取り組む内容 — 以下の項目のすべての行で「tag」を「mark」に置き換えて更新し、それ以外は何も変えずにもう一度示してください。

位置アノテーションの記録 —

━━━━━━━━━━

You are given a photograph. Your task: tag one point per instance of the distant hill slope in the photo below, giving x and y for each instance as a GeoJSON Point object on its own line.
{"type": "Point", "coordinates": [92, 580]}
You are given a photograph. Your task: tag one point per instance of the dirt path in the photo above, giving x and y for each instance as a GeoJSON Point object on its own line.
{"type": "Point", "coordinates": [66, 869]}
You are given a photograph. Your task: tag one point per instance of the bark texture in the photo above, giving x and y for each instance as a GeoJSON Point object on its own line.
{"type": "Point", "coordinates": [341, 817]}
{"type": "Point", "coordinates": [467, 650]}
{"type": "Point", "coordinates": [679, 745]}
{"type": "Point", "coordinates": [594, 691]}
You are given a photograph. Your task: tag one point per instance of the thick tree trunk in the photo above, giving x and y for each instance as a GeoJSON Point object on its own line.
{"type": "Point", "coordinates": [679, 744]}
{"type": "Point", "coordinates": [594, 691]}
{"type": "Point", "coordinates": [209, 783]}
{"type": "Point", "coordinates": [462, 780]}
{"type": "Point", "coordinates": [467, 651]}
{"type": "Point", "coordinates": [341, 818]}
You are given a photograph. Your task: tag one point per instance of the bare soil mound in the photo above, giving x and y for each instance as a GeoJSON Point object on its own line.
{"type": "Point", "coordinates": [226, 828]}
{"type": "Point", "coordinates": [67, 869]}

━━━━━━━━━━

回答 —
You are given a photograph. Your task: mark one point per instance of the distant hill slope in the photo below, giving x and y for each instance as a GeoJSON Point object on its own line.
{"type": "Point", "coordinates": [92, 580]}
You are given a photograph. Your task: mark one point per instance of the dirt path in the photo above, giving x and y for each instance as a GeoJSON Point object on its own line.
{"type": "Point", "coordinates": [66, 869]}
You are given a photograph. Your task: mark one point per instance of the bark texture in the photo above, giving x and y for each instance as a GeoJSON Point object on its own line.
{"type": "Point", "coordinates": [341, 817]}
{"type": "Point", "coordinates": [467, 650]}
{"type": "Point", "coordinates": [679, 745]}
{"type": "Point", "coordinates": [594, 691]}
You are given a photograph. Your task: mark one point per instance of the thick tree trunk in the photo above, giving x and y for each instance as a GeoJSON Point object on its own line.
{"type": "Point", "coordinates": [679, 744]}
{"type": "Point", "coordinates": [594, 691]}
{"type": "Point", "coordinates": [209, 783]}
{"type": "Point", "coordinates": [462, 780]}
{"type": "Point", "coordinates": [467, 651]}
{"type": "Point", "coordinates": [341, 818]}
You are given a photograph. Your task: mark one point per instance of the bare soil mound in the photo above, giving x and y for each instance as a GeoJSON Point object on its own line.
{"type": "Point", "coordinates": [226, 828]}
{"type": "Point", "coordinates": [67, 869]}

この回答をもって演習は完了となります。